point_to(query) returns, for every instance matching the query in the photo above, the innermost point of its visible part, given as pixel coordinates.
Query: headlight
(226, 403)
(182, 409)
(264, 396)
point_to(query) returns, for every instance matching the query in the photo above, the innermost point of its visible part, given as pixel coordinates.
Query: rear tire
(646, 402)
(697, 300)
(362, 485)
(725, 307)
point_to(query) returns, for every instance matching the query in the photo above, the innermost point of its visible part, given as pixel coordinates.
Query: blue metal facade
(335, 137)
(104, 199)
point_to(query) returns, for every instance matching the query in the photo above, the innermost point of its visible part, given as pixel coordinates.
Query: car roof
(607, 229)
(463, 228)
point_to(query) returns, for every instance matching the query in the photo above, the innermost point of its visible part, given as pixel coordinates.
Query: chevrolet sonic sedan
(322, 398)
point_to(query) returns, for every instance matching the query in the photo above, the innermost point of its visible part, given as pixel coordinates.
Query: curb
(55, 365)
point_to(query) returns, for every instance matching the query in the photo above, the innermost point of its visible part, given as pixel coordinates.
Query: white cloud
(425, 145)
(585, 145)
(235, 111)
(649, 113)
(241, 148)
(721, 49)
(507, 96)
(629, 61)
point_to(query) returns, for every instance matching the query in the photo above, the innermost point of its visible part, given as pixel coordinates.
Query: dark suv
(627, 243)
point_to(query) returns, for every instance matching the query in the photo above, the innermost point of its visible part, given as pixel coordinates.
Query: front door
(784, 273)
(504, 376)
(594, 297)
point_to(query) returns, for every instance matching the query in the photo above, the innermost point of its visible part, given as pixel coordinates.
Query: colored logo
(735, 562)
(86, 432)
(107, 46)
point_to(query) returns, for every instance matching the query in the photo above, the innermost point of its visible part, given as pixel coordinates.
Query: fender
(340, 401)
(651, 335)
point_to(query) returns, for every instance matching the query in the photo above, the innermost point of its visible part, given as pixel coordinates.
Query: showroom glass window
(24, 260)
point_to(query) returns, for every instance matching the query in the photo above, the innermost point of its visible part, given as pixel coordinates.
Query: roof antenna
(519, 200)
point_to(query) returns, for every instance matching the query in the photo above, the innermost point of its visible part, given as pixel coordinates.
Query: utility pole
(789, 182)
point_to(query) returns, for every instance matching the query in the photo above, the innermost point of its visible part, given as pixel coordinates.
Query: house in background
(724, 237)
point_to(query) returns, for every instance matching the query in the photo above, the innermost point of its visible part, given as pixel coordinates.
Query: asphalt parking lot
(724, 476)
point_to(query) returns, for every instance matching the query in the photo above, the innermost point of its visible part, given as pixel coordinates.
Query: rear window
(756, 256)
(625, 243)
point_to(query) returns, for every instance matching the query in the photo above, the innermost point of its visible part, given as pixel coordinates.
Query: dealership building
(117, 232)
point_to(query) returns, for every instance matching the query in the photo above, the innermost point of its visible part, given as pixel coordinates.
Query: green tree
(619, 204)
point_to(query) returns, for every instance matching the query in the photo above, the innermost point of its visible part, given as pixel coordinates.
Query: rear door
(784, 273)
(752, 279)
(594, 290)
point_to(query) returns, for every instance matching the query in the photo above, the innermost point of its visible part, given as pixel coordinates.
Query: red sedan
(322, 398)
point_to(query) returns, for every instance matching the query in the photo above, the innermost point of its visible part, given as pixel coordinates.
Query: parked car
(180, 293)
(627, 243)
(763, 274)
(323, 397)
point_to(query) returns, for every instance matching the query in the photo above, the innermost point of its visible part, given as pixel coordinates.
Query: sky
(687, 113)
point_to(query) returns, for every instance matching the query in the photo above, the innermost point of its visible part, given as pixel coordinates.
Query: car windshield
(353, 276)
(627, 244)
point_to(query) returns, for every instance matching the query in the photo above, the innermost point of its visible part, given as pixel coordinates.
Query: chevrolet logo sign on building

● ● ●

- [Work required] Each of the lines above should be printed again precisely as it reads.

- [Task result]
point_to(query) returns, for every instance matching the query in the photo above, the innermost point of its visible part, given as pixel coordinates.
Query: headlight
(226, 403)
(182, 409)
(264, 396)
point_to(query) returns, for every instance matching the query in the photo above, the innermost point of its visible part, given as pixel coordinates.
Query: rear tire
(646, 402)
(697, 300)
(362, 485)
(725, 307)
point_to(query) returns, for every instance matching the query in the photo above, the innermost point of its visible part, given as pixel coordinates.
Query: blue metal facade
(335, 137)
(104, 199)
point_to(query) returns, for every instance matching the query in the photo above, the innermost point of its visible part, given as pixel coordinates.
Query: car roof
(607, 229)
(463, 228)
point_to(query) returns, for every instance matching the query in the photo above, the innermost point of its visible part, given as pixel coordinates.
Query: chevrolet sonic sedan
(322, 398)
point_to(query) returns, for every instance matching the query in the photo above, the innermost point of its visible part, given as pixel coordinates.
Query: curb
(55, 365)
point_to(query) returns, for every instance matching the query in the photo above, the innermost point of its visible part, given as pixel coordinates.
Query: white cloud
(425, 145)
(585, 145)
(235, 111)
(649, 113)
(241, 148)
(721, 49)
(507, 96)
(629, 61)
point_to(query) returns, for every instance matching the query in the photo above, the innermost point of its visible part, given as pixel coordinates.
Query: dark suv
(627, 243)
point_to(query) returns, for every instance matching the query in the photo above, the innermost point of its visible part, given as pixel coordinates.
Query: front door
(784, 273)
(504, 376)
(594, 297)
point_to(query) returns, for every instance matching the query in the photo above, the innermost point of its visible part, given as pixel coordinates.
Query: colored logo
(735, 562)
(86, 432)
(107, 46)
point_to(query) returns, for every instance matching the query in the photo above, the innermost point of its visible part, given as pixel coordinates.
Query: fender
(340, 401)
(651, 335)
point_to(query) returns, for every instance matching the query in the photo above, the innermost point of its visible part, given as pixel coordinates.
Query: showroom glass window
(24, 260)
point_to(query) returns, for every instance matching the query in the photo above, the innermost point of its visible part, given as pixel coordinates.
Query: roof antenna
(519, 200)
point_to(query) returns, for every instance matching the query in the photo above, the innermost point of its visible part, given as pixel coordinates.
Query: utility pole
(789, 182)
point_to(query) returns, for every instance matching the query in the photo above, the innermost point of its visible part, given as pixel coordinates.
Query: house in background
(724, 237)
point_to(query) returns, for every instance matching the query in the photo above, the innermost point of its visible part, given as pixel coordinates.
Query: asphalt parking lot
(724, 476)
point_to(query) returns, for every instance matching the query in the photo above, the innermost point of its visible part, given as pixel coordinates.
Query: rear window
(756, 256)
(625, 243)
point_to(query) returns, for every instance matching the query in the photo above, the innermost point of its visible part, given as pixel coordinates.
Query: dealership building
(117, 232)
point_to(query) returns, for every instance matching the query in the photo above, the innermost point of its visible part, given as pixel coordinates.
Query: green tree
(619, 204)
point_to(query) returns, for every instance matching the query in the photo above, the innermost point of its visible part, given as pixel coordinates.
Query: rear door
(784, 273)
(752, 279)
(594, 290)
point_to(query) returns, for every instance matching the query in the photo above, the innermost point of its visible part, given as pixel coordinates.
Query: red sedan
(322, 398)
point_to(query) returns, for every instance matching the query in the photo above, the innermost point of its visible part, given as pixel coordinates.
Query: parked car
(180, 293)
(627, 243)
(763, 274)
(323, 397)
point_to(query) returns, for every instance matching the query in the photo above, the innermost point of its visible part, given as pixel coordinates.
Query: sky
(687, 113)
point_to(query) returns, for every instance matching the query in the photo above, the innermost point of its visible part, given as pixel coordinates.
Query: car windshield
(353, 276)
(627, 244)
point_to(query) returns, for every instance matching the query in the photo above, the innermost point of its visible part, given as pixel coordinates.
Query: chevrolet logo sign on building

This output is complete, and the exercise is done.